* _EXERCISE PROMPT_
Lines from the material below that hold the string "every" are what is needed; copy each of them.

* _MATERIAL FOR THIS TASK_
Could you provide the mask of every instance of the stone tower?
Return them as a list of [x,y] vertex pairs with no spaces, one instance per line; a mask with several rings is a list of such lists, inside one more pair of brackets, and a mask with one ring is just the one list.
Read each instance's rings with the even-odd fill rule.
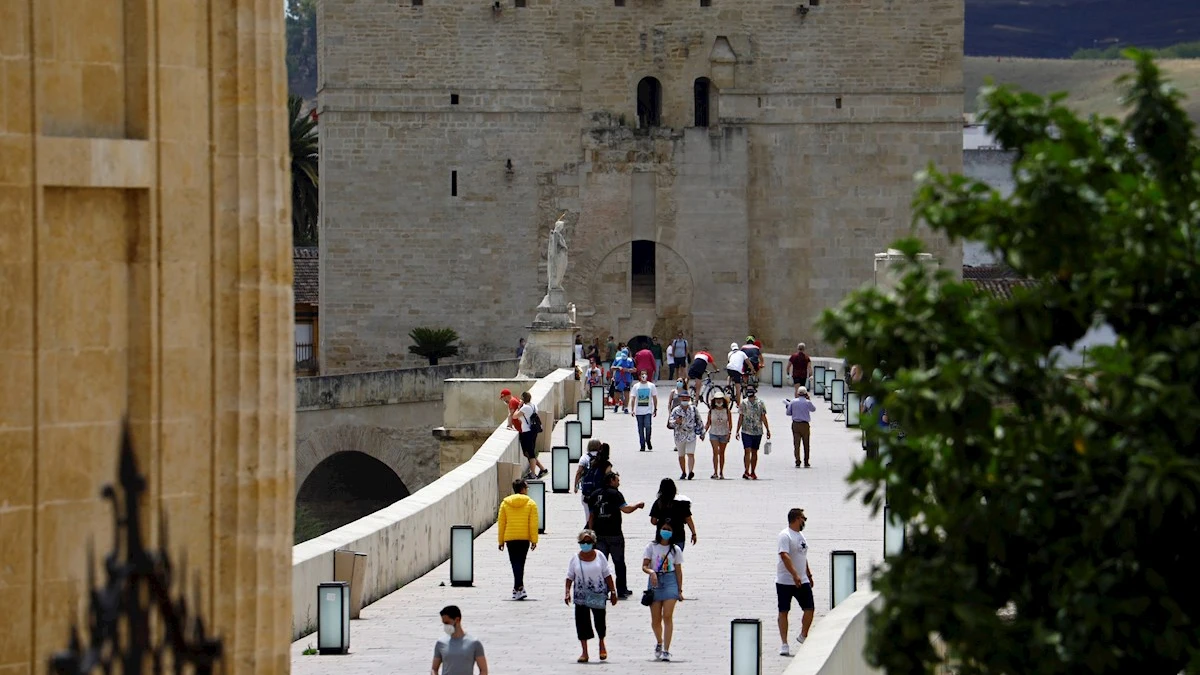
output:
[[318,27],[327,372],[422,325],[510,354],[563,211],[588,338],[819,353],[913,174],[962,164],[963,0],[323,0]]
[[224,672],[286,673],[283,3],[3,0],[0,16],[0,672],[45,673],[73,623],[87,639],[127,418],[143,538],[160,546],[166,517]]

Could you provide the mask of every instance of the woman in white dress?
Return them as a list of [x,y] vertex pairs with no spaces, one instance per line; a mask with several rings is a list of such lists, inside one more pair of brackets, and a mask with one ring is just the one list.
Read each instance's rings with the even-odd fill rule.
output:
[[[613,582],[613,567],[608,556],[596,551],[596,533],[584,530],[579,533],[579,553],[567,565],[567,590],[563,602],[575,603],[575,634],[583,653],[576,659],[588,662],[588,640],[600,638],[600,660],[608,659],[608,647],[604,644],[605,601],[617,604],[617,586]],[[572,587],[574,591],[572,592]],[[595,623],[595,630],[592,624]]]

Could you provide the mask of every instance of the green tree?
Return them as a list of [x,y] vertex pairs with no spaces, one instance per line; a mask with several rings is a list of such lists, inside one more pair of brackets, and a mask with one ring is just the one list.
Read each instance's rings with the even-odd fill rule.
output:
[[305,99],[317,95],[317,2],[287,0],[288,91]]
[[438,359],[458,354],[458,333],[453,328],[414,328],[408,337],[415,344],[409,345],[408,351],[429,359],[429,365],[436,366]]
[[[887,371],[857,388],[904,429],[864,422],[886,449],[851,474],[910,528],[875,580],[867,655],[889,673],[1200,670],[1200,146],[1151,58],[1127,56],[1123,122],[986,92],[1011,197],[922,181],[918,221],[1035,285],[997,299],[910,257],[895,293],[822,317],[848,361]],[[1057,361],[1099,323],[1115,345]]]
[[317,245],[317,121],[303,111],[304,101],[288,95],[288,135],[292,154],[292,241]]

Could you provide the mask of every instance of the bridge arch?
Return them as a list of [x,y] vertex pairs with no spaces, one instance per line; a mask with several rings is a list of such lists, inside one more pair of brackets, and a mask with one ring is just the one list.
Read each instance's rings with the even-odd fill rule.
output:
[[294,496],[319,464],[342,452],[358,452],[391,469],[411,493],[428,483],[429,471],[420,466],[424,454],[413,452],[413,430],[386,429],[362,424],[334,424],[313,429],[296,445],[296,485]]

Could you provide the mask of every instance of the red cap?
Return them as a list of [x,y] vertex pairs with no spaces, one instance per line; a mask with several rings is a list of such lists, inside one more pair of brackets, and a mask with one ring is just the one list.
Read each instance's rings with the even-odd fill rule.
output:
[[512,396],[512,392],[509,391],[508,389],[501,389],[500,390],[500,398],[504,398],[505,396]]

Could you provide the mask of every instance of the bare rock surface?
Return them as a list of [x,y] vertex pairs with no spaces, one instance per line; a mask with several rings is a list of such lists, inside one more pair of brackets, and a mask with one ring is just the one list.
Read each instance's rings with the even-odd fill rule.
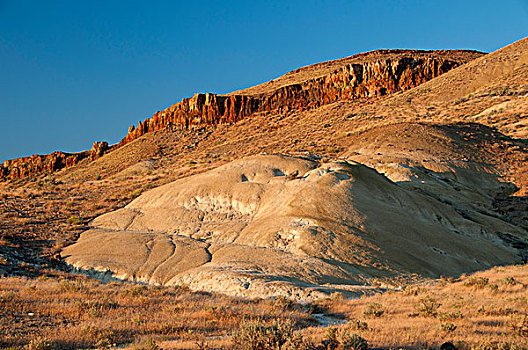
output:
[[294,299],[520,262],[500,237],[525,231],[462,214],[360,163],[260,155],[145,192],[63,256],[124,280]]

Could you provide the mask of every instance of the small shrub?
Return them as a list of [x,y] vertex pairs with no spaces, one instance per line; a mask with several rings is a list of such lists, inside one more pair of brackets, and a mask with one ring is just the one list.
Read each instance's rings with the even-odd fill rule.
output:
[[504,284],[513,286],[513,285],[517,284],[517,281],[512,276],[508,276],[508,277],[504,278]]
[[334,350],[339,346],[337,340],[337,327],[328,327],[326,329],[326,339],[322,342],[323,348],[326,350]]
[[53,342],[45,338],[38,337],[38,338],[32,339],[27,345],[26,349],[27,350],[53,350],[55,349],[55,346]]
[[116,335],[111,329],[100,331],[97,334],[97,341],[95,342],[95,346],[98,348],[111,348],[112,346],[116,345],[115,337]]
[[119,304],[115,301],[110,301],[108,299],[99,300],[90,300],[82,301],[76,300],[74,305],[79,307],[80,312],[88,313],[93,317],[101,317],[106,312],[110,310],[116,310],[119,308]]
[[410,296],[416,296],[423,292],[423,290],[420,287],[412,287],[412,286],[405,286],[405,289],[403,290],[404,295],[410,295]]
[[84,222],[78,216],[70,216],[68,220],[66,220],[66,223],[68,223],[68,225],[82,225]]
[[129,194],[127,194],[124,199],[125,200],[129,200],[129,199],[135,199],[137,197],[141,196],[141,190],[140,189],[137,189],[135,191],[132,191],[130,192]]
[[499,286],[495,283],[488,285],[489,289],[491,289],[493,292],[499,291]]
[[424,317],[435,317],[438,314],[438,308],[440,305],[442,304],[437,302],[436,299],[426,296],[418,301],[416,311],[419,315]]
[[126,289],[123,293],[132,297],[138,297],[145,294],[148,291],[147,286],[134,286],[130,289]]
[[440,325],[440,329],[446,332],[453,332],[456,328],[457,326],[455,326],[451,322],[442,323]]
[[455,319],[461,319],[464,318],[464,315],[460,311],[455,311],[451,313],[441,313],[438,318],[440,321],[448,321],[448,320],[455,320]]
[[355,331],[365,331],[368,329],[368,324],[367,322],[363,322],[361,320],[350,320],[347,323],[346,328],[352,329]]
[[528,314],[524,315],[519,324],[512,324],[513,333],[520,337],[528,337]]
[[297,304],[286,297],[283,296],[277,296],[273,302],[273,307],[280,310],[294,310]]
[[293,322],[274,321],[271,325],[261,321],[242,322],[233,334],[233,342],[245,350],[280,350],[293,337]]
[[488,278],[485,277],[470,277],[464,285],[466,287],[484,288],[489,282]]
[[78,293],[78,292],[87,292],[88,288],[84,285],[82,281],[71,282],[68,280],[62,280],[59,283],[59,291],[65,293]]
[[471,350],[526,350],[526,346],[510,342],[483,341],[471,347]]
[[161,348],[152,338],[148,338],[136,344],[134,350],[161,350]]
[[368,342],[355,333],[347,331],[341,332],[339,335],[339,343],[343,350],[367,350]]
[[306,342],[300,332],[293,333],[293,336],[282,346],[282,350],[311,350],[315,347],[312,343]]
[[383,310],[381,304],[370,303],[367,305],[365,310],[363,310],[363,315],[366,317],[380,317],[384,312],[385,310]]

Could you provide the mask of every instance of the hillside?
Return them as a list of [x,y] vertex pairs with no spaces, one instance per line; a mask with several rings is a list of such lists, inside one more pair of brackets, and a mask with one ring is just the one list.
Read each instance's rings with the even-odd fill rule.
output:
[[[90,152],[49,156],[34,155],[7,160],[0,176],[16,179],[38,176],[71,167],[115,150],[138,137],[166,127],[195,128],[233,123],[251,115],[310,109],[341,99],[383,96],[410,89],[431,78],[482,55],[476,51],[382,50],[300,68],[266,87],[260,93],[229,95],[195,94],[191,98],[156,112],[151,118],[128,128],[116,145],[95,142]],[[253,91],[253,90],[251,90]]]
[[[236,298],[292,303],[287,297],[349,320],[380,303],[387,320],[364,332],[379,347],[417,347],[425,335],[438,346],[449,334],[522,344],[499,334],[507,317],[525,327],[525,265],[493,267],[528,260],[527,106],[528,39],[489,54],[380,50],[226,95],[197,94],[117,145],[4,163],[0,274],[82,272],[110,282],[103,289],[123,281],[161,294],[183,288],[198,292],[185,298],[212,293],[229,308],[246,300]],[[465,285],[464,274],[486,269],[478,276],[496,288]],[[523,282],[510,286],[504,271]],[[436,278],[443,282],[430,287]],[[425,331],[440,327],[437,318],[409,316],[410,304],[395,302],[401,293],[335,297],[416,283],[417,294],[404,295],[433,295],[443,313],[467,293],[491,304],[465,308],[464,320],[446,316],[459,327],[446,333]],[[518,310],[504,311],[502,297],[517,298],[509,302]],[[305,335],[322,338],[306,315],[295,317]],[[424,337],[413,338],[403,319]],[[382,321],[398,326],[380,333]],[[484,333],[468,335],[476,329]]]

* _TASK SOLUTION_
Could you provide the mask of every instance of the stone tower?
Could you provide the mask of every instance of the woman in white dress?
Could you provide the mask of every instance of the green tree?
Could you provide the mask of every instance of the bridge arch?
Could you provide the mask of every instance of the red cap?
Could you provide the mask of every instance of the bare rock surface?
Could you provide the mask of every instance of the small shrub?
Could you provide the mask of every instance of the hillside?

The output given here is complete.